Point placement records
#####
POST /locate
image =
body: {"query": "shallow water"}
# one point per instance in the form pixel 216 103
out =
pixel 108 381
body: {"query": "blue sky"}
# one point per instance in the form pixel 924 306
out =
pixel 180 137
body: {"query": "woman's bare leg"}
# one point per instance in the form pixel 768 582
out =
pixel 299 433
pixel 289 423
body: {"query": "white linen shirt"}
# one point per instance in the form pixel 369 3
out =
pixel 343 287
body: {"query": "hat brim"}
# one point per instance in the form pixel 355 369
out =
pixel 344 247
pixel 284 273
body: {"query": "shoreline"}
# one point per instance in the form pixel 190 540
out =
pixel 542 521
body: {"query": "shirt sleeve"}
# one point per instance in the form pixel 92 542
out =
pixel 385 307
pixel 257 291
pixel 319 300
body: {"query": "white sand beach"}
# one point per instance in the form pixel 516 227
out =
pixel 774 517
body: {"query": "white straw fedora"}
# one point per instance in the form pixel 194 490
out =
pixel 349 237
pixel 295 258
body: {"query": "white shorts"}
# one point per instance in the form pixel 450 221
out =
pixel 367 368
#####
### DIRECTIVE
Render every line of the records as a JSON list of strings, with one string per line and blank lines omitted.

### SOLUTION TO THIS TASK
[
  "POST /locate",
  "image =",
  "body: {\"query\": \"shallow water\"}",
  "# one point per instance in the form pixel 216 103",
  "out =",
  "pixel 108 381",
  "body: {\"query\": \"blue sky\"}",
  "# one point per instance in the form pixel 924 306",
  "out =",
  "pixel 180 137",
  "body: {\"query\": \"woman's bare leg\"}",
  "# one point per instance in the form pixel 768 582",
  "out =",
  "pixel 299 433",
  "pixel 289 423",
  "body: {\"query\": \"white linen shirt\"}",
  "# one point per instance in the form pixel 369 3",
  "out =",
  "pixel 343 287",
  "body: {\"query\": \"hat brim\"}",
  "# one point per instance in the form pixel 355 369",
  "out =",
  "pixel 344 247",
  "pixel 284 273",
  "body: {\"query\": \"shoreline\"}",
  "# one point per instance in the form pixel 190 540",
  "out =",
  "pixel 542 521",
  "body: {\"query\": \"shirt sleeve\"}",
  "# one point per instance in the form pixel 92 542",
  "out =",
  "pixel 385 307",
  "pixel 257 291",
  "pixel 319 300",
  "body: {\"query\": \"white sand beach\"}",
  "# one point per instance in the form pixel 516 227",
  "out =",
  "pixel 774 517",
  "body: {\"query\": \"white straw fedora\"}",
  "# one point per instance in the form pixel 194 490",
  "out =",
  "pixel 349 237",
  "pixel 295 258",
  "body: {\"query\": \"white shorts\"}",
  "# one point per instance in the form pixel 450 221",
  "out =",
  "pixel 367 368"
]